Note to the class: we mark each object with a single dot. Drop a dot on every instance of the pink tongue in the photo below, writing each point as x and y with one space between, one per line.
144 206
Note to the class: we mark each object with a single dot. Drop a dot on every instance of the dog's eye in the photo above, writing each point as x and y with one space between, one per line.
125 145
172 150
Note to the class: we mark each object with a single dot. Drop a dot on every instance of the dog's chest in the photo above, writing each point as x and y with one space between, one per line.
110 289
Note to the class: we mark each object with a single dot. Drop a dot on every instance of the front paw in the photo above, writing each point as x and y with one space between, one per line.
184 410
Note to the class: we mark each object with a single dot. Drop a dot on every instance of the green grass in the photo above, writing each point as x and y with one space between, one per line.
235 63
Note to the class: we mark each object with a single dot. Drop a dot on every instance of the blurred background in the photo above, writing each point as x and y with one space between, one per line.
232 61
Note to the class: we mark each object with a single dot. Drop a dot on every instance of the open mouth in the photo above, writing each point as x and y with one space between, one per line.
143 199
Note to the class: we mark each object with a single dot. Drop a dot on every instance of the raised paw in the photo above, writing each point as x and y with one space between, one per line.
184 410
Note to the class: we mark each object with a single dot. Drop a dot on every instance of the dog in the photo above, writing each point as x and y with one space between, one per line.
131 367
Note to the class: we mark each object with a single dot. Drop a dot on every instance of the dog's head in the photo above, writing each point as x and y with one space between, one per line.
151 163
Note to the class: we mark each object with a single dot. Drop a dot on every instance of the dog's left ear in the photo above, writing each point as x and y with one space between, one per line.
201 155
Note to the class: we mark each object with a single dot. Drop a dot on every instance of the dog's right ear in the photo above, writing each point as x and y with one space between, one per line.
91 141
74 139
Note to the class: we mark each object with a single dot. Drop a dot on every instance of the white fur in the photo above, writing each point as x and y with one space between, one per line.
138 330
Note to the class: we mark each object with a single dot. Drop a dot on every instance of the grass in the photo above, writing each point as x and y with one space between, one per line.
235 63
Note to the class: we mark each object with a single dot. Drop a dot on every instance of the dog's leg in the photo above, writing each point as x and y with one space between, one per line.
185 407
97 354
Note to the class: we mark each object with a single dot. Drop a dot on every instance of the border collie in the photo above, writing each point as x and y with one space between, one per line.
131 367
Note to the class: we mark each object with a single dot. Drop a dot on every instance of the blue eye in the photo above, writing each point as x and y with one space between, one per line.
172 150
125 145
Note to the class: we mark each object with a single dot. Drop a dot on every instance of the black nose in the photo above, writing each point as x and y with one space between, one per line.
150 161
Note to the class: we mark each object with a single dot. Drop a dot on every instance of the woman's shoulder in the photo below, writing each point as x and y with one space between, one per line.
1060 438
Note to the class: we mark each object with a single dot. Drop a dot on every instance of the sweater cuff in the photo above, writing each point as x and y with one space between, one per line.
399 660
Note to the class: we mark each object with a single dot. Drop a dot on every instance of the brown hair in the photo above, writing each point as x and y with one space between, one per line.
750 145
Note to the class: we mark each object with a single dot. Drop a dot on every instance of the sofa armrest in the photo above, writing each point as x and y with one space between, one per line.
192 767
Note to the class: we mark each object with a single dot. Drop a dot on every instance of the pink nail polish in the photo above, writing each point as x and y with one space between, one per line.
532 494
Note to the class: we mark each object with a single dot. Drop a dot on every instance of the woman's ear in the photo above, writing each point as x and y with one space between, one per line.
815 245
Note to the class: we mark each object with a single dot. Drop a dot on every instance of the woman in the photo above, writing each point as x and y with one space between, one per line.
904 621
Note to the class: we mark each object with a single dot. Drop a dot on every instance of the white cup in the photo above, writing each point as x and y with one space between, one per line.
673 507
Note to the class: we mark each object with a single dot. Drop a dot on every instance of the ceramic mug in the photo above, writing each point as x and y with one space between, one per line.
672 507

+---+

## Task requirements
Nothing in the records may be left out; transcribe all of them exactly.

## Expected output
Note to the class: we mark each object with a single dot. Drop a dot on every instance of the pink tongue in the photo below, writing each point as x and y with one space between, one per line.
144 206
Note to the class: we mark each object with a single dot. Drop a dot on every instance of the dog's eye in the photo above, writing each point as x and y with one space between, one per line.
125 145
172 150
Note to the class: we mark each object with a single dot. Drop a dot on every instance of the dog's chest in the photo above, writing each point as x and y with one space between, one per line.
110 289
Note to the class: we mark each object with a single dot. Drop a dot on every instance of the front paw in the photo above, writing each point as x and y with one space between, one per line.
184 410
Note to the class: we mark each object with a single dot. Drop a dot on every instance of the green grass in the photo above, writing each point as x and y with one space between, one per line.
235 63
Note to the class: we mark each object with a single dot. Drop a dot on every instance of the blurred background in the photo above, writing each point as x and y with one space between, one per line.
232 61
Note to the class: we mark each object with a single dot. Drop a dot on every instance of the open mouth in the photo above, writing each point as x and y with one space between, one per line.
143 199
Note to the class: we mark each object with a single dot. Drop a dot on every instance of the raised paw in the photo above, writing each point as x and y with one space between, one per line.
184 410
Note to the class: we mark each object with a single dot. Drop a dot on every instance of the dog in the photo above, writing each point as x and y with one space between, one per line.
131 367
Note to the class: we mark each object with a single dot. Drop a dot on every instance of the dog's head in the photo above, writing each point as x and y with one space between, one per line.
151 163
Note to the class: we mark each object with a single dot. Drop a dot on every instance of the dog's left ear in the photo above, writing each point as x and y with one space between, one per line.
201 155
Note to the class: we mark each object with a single dot. Drop a dot on every instance of the dog's right ear in the photo above, writing each point as x and y with one space between, one per line.
91 141
74 139
Note to the class: we mark each object with a single dot. Drop a dot on every instance of the white fur in the photo above, writing each point as x and y with one space between, one per line.
138 330
Note to the class: we mark each object with a single dot. Drop a dot on every instance of the grass in the photo above, writing each point as x and y with one space between, one per line.
235 63
Note to the class: we mark each object with a single dot. Drop a dot on every instance of the dog's leg in the photo above, writing each point as x and y with one space between, one per line.
185 407
97 354
Note to the class: we mark each object with a single dot. Drop a dot on every instance of the border collie in the photo above, writing each point as x and y with one space between, one per line.
131 367
Note to the class: we mark each object with a single dot. Drop a dot on every instance of the blue eye in the photo above, writing each point as x and y with one space between, one per line.
172 150
125 145
Note to the class: we mark each object with a single dot. Drop a dot on every instance of the black nose in the photo above, writing each point as x and y with one space between, one per line.
150 161
Note to the class: we mark each object with a single dot. Drop a dot on every instance of the woman's shoulder in the photo below, writing each point as x and y with one space between, one per line.
1060 438
Note to the class: we mark each object with a single dot. Drop a dot on every instance of the sweater cuff in the photo above, writing each point as x and y with one space between, one per line.
399 660
Note to the class: we mark each object with a single dot. Drop a dot on every instance of the brown hair in the photo above, writing each point as x and y with one space between, one per line.
750 145
Note to the class: we mark each object with a single dot. Drop a dot on every instance of the sofa armrest in the photo above, writing each point as x and y with one space between, one per line.
192 767
Note to the class: we mark each object with a single dot. Drop a dot on every instance of the pink nail polish in the photo above, writing each point as x and y with one space between, one per line.
532 494
Note to the class: we mark each object with a single dot. Drop a dot on every instance of the woman's ear in the photo above, writing each point as x and y with one space between, one per line.
815 245
Note to the class: we mark each object with a single dot. Drop a dot on every instance of the woman in the photo above, writing each point as x and y with one space between, one per line.
904 621
Note to the class: we mark each object with a single dot. Drop a dot on every instance of the white cup in the photo above, writing each point as x and y with one space between, one per line.
673 507
Note to the class: we mark each object with a single dot. Drop a dot on every instance of the ceramic mug in the photo above, writing each point as x and y with one space between, one per line.
672 507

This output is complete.